Document text ▸
BEGIN

The goats have arrived!
Pilot project tackles noxious weeds

July 15, 2017 

A herd of 170 goats are working their way through the weeds at Rundle Park.

The noshing is part of a pilot project aimed at  controlling noxious weeds in the park in a way that is environmentally friendly and effective. Canada thistle, leafy spurge, common tansy, common burdock and yellow toadflax will be targeted.

The goats are provided by Baah’d Plant Management and Reclamation. A shepherd and several well-trained herding horses and dogs will be on site 24 hours a day to guide and protect the goats.

“This is a really exciting opportunity for our City,” said Joy Lakhan, GoatWorks Project Manager. “Goats are all-terrain browsers, which makes them perfect for the diverse landscape in Rundle Park. And these goats have been trained to target key weed species, so they are ideal for sensitive areas where herbicides and many other control methods aren’t appropriate.”

The goats will be on the job until September. Periodic breaks will allow weeds to grow back, flower,and be eaten, preventing them from going to seed.

This pilot project is only one of the ways the City is working to combat noxious weeds while limiting the use of herbicides. The City uses a combination of mowing, trimming, hand pulling and biological controls to manage weeds on most parkland.

END

Listing excerpted from a collection ▸
BEGIN

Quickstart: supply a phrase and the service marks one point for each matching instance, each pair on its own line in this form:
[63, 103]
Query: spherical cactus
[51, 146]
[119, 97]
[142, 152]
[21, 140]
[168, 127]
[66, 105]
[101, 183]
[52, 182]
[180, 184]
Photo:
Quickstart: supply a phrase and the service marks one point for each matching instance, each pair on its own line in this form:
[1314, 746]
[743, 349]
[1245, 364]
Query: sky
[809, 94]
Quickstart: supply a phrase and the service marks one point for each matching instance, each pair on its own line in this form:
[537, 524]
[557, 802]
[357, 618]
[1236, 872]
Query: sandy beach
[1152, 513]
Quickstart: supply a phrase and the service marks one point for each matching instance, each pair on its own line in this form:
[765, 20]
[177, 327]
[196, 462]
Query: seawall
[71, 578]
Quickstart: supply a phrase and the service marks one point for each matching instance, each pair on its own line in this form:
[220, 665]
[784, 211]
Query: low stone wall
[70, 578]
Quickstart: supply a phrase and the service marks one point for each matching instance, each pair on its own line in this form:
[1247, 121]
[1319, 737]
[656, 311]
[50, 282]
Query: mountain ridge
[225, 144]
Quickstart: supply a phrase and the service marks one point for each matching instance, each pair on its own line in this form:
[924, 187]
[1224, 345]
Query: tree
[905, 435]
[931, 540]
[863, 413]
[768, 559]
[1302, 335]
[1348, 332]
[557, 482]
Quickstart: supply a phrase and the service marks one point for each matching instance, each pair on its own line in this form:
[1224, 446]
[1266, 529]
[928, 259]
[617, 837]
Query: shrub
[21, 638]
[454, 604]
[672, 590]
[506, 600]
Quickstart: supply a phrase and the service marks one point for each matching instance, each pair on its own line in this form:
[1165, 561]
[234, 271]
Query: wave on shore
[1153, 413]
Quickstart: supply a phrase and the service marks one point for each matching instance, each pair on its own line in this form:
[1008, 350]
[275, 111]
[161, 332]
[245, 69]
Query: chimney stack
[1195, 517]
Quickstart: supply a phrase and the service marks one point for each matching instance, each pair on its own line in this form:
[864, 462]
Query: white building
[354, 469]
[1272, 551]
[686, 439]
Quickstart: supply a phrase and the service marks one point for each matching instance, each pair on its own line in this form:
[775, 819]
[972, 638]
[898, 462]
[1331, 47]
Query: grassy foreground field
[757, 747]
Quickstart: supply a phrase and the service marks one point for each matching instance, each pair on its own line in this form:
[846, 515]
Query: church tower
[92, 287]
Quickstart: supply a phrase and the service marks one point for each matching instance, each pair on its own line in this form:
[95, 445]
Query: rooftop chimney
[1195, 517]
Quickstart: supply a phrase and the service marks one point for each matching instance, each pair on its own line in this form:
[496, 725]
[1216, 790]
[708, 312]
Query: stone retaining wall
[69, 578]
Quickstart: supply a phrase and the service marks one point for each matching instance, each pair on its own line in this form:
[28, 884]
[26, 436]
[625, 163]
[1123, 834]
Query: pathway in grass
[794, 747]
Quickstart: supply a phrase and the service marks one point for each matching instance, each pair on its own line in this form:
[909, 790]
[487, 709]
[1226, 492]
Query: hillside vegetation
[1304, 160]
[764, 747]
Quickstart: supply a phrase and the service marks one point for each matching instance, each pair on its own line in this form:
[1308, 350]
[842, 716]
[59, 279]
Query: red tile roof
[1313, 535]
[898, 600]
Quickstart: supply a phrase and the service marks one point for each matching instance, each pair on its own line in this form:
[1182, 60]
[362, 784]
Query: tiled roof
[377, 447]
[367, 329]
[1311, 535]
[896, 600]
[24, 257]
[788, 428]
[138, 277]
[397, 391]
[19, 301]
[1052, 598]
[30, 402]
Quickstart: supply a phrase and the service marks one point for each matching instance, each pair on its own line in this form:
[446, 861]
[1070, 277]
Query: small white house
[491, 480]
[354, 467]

END

Prompt ▸
In the news item about the goats at Rundle Park, which company provides the goats? Please give its name.

Written response ▸
Baah’d Plant Management and Reclamation